▸ TASK BRIEF
Rewrite everything from the start of the rows down to the line containing "[(697, 608), (697, 657), (629, 650), (644, 631)]", replacing "jersey" with "uniform" and leaving all else unchanged.

(Rows from a dataset)
+ + + + +

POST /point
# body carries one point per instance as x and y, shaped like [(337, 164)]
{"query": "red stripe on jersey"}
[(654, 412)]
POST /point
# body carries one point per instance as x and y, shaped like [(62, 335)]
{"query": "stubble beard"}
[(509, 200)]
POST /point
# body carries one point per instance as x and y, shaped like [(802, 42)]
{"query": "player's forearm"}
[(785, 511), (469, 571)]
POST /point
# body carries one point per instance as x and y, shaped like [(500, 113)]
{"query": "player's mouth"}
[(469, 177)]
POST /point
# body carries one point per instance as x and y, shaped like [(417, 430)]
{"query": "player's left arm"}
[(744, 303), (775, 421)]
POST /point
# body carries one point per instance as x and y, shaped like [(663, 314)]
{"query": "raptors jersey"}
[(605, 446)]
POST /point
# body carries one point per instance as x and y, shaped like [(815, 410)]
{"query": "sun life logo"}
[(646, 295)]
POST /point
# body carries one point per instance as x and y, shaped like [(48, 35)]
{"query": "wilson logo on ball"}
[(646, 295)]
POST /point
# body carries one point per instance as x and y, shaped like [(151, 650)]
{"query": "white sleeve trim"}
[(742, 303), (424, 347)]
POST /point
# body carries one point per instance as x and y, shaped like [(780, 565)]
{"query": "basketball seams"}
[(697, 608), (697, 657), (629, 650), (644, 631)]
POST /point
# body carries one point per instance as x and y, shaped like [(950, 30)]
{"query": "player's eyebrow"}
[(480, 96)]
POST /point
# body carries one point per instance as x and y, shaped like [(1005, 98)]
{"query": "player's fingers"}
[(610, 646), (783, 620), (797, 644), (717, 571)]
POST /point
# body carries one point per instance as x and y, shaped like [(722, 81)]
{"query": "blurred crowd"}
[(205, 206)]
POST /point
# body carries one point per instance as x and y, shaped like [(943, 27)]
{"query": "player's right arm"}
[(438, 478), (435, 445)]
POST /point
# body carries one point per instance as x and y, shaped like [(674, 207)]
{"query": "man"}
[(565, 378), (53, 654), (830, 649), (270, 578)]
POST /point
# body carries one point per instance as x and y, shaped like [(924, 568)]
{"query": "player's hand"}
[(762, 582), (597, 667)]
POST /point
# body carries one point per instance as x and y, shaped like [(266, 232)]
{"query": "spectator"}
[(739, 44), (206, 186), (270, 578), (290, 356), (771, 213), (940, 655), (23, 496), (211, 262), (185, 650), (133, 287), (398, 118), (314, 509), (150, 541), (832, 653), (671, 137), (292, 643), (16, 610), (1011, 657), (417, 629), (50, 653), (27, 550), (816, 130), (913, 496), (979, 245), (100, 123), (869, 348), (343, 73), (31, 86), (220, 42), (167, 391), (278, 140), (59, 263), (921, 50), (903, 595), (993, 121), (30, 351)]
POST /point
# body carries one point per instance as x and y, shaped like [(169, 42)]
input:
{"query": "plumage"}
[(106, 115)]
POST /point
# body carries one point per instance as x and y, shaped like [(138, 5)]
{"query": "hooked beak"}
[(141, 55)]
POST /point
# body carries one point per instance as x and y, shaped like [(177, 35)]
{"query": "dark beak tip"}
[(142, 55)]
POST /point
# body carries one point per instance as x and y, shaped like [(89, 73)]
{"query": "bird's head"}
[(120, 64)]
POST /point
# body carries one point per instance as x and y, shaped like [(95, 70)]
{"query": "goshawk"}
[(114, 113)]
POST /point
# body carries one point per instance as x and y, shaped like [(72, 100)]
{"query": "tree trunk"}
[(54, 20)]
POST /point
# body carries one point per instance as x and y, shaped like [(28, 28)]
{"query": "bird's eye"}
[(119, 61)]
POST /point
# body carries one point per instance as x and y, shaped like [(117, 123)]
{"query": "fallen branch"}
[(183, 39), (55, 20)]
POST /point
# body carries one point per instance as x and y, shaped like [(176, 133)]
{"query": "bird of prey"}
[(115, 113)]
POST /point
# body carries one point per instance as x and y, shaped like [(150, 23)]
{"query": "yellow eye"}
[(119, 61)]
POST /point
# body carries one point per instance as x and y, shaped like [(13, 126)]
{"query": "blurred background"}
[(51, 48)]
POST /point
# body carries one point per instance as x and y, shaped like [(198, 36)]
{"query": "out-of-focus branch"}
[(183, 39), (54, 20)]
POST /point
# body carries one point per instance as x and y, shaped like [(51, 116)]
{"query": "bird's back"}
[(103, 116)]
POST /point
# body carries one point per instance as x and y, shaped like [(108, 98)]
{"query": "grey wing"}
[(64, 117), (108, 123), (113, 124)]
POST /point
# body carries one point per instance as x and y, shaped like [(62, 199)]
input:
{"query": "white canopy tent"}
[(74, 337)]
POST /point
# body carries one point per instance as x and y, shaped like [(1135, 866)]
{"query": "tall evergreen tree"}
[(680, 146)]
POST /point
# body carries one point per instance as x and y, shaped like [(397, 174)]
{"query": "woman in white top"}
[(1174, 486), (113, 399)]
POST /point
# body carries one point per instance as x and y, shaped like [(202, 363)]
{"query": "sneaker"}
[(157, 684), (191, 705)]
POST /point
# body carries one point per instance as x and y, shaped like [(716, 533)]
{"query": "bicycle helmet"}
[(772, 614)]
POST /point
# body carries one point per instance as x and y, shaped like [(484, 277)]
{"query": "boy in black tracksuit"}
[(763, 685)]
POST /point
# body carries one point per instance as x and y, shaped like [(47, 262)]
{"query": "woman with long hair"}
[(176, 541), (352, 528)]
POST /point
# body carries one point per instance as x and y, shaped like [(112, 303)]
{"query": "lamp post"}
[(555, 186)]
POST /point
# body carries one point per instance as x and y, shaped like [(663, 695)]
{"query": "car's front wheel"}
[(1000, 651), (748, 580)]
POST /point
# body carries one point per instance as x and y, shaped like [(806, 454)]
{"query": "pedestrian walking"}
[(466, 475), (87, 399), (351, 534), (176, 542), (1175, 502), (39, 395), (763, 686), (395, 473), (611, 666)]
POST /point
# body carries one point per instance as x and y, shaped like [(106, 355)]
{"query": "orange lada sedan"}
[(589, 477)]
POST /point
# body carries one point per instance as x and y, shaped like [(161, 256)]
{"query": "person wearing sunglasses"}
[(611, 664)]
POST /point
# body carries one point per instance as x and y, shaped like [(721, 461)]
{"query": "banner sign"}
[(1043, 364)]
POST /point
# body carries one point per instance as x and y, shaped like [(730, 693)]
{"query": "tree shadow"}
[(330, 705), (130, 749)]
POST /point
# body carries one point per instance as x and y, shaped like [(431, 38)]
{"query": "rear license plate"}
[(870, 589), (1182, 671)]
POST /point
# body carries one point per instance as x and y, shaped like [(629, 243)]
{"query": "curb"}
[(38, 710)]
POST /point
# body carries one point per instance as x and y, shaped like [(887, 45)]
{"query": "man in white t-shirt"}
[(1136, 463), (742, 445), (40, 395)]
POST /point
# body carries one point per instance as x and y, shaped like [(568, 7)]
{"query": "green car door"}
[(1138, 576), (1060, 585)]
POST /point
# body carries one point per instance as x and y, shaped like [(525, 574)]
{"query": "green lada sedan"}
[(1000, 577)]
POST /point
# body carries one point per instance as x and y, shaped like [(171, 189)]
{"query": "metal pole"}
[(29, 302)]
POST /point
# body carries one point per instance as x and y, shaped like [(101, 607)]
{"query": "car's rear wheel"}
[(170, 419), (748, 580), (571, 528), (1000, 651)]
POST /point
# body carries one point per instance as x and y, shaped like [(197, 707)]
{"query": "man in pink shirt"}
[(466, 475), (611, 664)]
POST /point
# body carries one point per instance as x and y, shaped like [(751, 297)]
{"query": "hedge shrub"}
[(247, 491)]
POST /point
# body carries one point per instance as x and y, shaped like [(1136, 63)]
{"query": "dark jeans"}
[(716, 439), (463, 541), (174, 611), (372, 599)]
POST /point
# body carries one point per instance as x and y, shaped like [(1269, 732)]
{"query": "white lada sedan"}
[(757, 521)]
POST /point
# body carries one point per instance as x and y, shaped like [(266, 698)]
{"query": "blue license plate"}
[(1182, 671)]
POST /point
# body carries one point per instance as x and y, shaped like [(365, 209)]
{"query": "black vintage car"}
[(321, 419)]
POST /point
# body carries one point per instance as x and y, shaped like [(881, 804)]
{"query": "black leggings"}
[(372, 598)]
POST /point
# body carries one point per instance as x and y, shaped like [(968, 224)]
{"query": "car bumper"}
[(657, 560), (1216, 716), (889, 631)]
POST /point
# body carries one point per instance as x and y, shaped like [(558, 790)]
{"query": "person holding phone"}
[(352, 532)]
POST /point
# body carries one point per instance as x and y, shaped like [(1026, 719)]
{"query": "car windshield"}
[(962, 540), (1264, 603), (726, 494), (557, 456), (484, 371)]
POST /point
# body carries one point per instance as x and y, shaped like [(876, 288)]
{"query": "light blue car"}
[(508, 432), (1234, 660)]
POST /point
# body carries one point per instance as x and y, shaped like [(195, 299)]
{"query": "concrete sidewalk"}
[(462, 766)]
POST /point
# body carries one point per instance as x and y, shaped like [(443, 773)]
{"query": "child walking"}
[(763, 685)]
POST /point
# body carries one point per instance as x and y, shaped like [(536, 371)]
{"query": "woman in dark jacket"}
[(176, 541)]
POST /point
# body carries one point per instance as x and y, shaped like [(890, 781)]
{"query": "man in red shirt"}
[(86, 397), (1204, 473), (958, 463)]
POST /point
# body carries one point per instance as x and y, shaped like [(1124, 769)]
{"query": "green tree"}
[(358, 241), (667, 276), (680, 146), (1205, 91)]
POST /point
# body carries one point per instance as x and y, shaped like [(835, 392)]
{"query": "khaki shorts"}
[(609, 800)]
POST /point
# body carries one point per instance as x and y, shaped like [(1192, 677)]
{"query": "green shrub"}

+ + + + +

▸ COMPLETE ANSWER
POST /point
# body carries one point per instance as x and y, shaped like [(337, 164)]
{"query": "red stripe on uniform"}
[(654, 412)]
POST /point
# body carries one point per instance as x and y, shaped like [(62, 335)]
{"query": "stubble beard"}
[(509, 200)]
POST /point
# body carries one point per instance as x and y, shaped like [(802, 42)]
{"query": "player's forearm"}
[(785, 511), (469, 571)]
POST /point
# body carries one point per instance as x and y, shaped like [(500, 113)]
{"query": "player's mouth"}
[(469, 177)]
POST /point
# body carries one point per instance as x and y, shaped like [(417, 430)]
{"query": "player's left arm"}
[(744, 303), (775, 421)]
POST /point
# body carries one point per instance as x and y, shaped like [(663, 314)]
{"query": "raptors uniform"}
[(605, 446)]
POST /point
# body carries one point per instance as x and y, shaped like [(815, 410)]
{"query": "sun life logo"}
[(646, 295)]
POST /point
# body carries one point per instance as x and y, shaped like [(48, 35)]
{"query": "wilson logo on ball"}
[(646, 295)]
POST /point
# body carries one point per instance as x and y, shaped like [(151, 650)]
{"query": "white sleeve trim"}
[(742, 303), (424, 347)]
POST /point
# body carries one point per instance as x and y, shaped like [(780, 565)]
{"query": "basketball seams"}
[(697, 608), (697, 657), (629, 650), (644, 631)]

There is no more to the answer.